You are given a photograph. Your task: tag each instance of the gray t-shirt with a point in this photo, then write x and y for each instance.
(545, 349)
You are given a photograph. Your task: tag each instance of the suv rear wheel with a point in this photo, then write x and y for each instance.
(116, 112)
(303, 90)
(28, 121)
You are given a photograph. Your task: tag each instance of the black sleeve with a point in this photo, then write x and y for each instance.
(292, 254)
* * * * *
STATED GOAL:
Write the whole listing out again. Keep every line exactly as it is.

SOLUTION BELOW:
You are given a photograph. Your task: tag each instance of the gray t-shirt with a point in this photo, then write x and y for each instance.
(545, 349)
You are given a photograph. Your task: tag each instance of the suv rear wheel with a point in this photo, then write x and y for each instance.
(116, 112)
(303, 90)
(28, 121)
You are given a photograph. Your task: tag each instance of the black sleeve with a point in this photo, then write x and y for each instance.
(292, 254)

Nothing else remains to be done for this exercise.